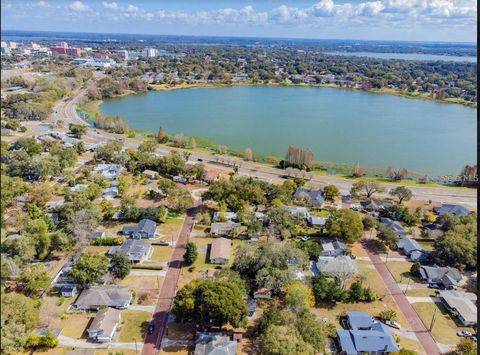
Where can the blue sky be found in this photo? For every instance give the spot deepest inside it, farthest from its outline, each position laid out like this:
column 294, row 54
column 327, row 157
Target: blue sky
column 420, row 20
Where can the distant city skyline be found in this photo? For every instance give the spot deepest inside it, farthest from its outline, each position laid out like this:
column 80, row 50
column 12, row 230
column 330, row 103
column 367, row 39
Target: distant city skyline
column 406, row 20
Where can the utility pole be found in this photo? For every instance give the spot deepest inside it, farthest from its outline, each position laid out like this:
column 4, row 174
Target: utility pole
column 434, row 316
column 408, row 284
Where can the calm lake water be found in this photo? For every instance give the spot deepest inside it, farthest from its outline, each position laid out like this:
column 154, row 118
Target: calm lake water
column 342, row 126
column 408, row 56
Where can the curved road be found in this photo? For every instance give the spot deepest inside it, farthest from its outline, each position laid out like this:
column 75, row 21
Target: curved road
column 466, row 197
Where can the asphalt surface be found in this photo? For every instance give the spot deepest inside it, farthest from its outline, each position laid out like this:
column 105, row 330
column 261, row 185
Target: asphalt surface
column 160, row 317
column 423, row 335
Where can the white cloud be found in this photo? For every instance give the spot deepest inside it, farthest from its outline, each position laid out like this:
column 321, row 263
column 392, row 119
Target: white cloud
column 78, row 6
column 42, row 4
column 110, row 5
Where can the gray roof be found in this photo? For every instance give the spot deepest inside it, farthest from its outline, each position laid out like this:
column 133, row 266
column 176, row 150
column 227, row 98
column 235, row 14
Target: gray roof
column 443, row 275
column 462, row 302
column 105, row 321
column 315, row 196
column 106, row 296
column 378, row 339
column 214, row 344
column 408, row 245
column 454, row 209
column 358, row 320
column 340, row 266
column 396, row 226
column 134, row 249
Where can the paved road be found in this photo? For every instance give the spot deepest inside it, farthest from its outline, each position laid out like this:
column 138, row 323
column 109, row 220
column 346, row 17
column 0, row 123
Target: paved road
column 153, row 341
column 425, row 338
column 467, row 197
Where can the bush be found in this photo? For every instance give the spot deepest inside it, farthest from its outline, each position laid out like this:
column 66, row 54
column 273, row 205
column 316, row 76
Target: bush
column 109, row 241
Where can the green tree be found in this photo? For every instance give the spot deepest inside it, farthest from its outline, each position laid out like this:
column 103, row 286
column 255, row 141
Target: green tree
column 369, row 222
column 299, row 296
column 367, row 187
column 402, row 193
column 345, row 224
column 284, row 340
column 89, row 268
column 210, row 302
column 331, row 193
column 19, row 318
column 35, row 280
column 388, row 314
column 312, row 248
column 77, row 130
column 191, row 254
column 119, row 266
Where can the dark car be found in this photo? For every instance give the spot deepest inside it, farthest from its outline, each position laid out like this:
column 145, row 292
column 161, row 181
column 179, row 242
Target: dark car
column 150, row 328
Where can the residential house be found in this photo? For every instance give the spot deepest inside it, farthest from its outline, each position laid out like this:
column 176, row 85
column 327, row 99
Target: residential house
column 223, row 228
column 214, row 344
column 341, row 266
column 252, row 307
column 262, row 293
column 68, row 291
column 332, row 247
column 146, row 228
column 365, row 336
column 180, row 179
column 316, row 221
column 220, row 251
column 98, row 234
column 78, row 187
column 443, row 277
column 412, row 249
column 93, row 297
column 395, row 226
column 150, row 174
column 464, row 304
column 313, row 197
column 453, row 209
column 103, row 327
column 301, row 212
column 135, row 250
column 108, row 171
column 110, row 193
column 224, row 216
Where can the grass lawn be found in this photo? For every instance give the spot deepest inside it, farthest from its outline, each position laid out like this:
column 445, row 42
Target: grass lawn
column 134, row 326
column 74, row 325
column 445, row 329
column 400, row 270
column 421, row 293
column 161, row 253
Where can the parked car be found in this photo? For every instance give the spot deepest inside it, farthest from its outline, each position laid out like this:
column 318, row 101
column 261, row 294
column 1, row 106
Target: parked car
column 151, row 328
column 393, row 324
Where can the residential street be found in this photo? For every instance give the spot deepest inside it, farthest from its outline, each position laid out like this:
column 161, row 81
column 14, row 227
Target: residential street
column 153, row 341
column 414, row 320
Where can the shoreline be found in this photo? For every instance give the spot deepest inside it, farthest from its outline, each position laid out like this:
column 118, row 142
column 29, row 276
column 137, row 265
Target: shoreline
column 384, row 91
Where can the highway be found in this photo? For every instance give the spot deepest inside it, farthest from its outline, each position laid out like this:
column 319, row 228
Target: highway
column 467, row 197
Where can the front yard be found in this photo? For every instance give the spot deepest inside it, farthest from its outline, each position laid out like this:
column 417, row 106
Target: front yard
column 133, row 326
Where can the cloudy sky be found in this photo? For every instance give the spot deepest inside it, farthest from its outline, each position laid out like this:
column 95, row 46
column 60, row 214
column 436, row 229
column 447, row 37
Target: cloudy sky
column 421, row 20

====

- _Tugas tertulis_:
Salin tanpa perubahan baris-baris catatan di atas, mulai dari baris yang memuat "Where can the residential street" sampai dengan baris yang memuat "column 414, row 320", termasuk kedua baris itu.

- _Jawaban latihan_:
Where can the residential street be found in this photo? For every instance give the spot deepest inside it, farthest from its outline, each position laid out like this:
column 161, row 81
column 14, row 227
Target: residential street
column 153, row 341
column 414, row 320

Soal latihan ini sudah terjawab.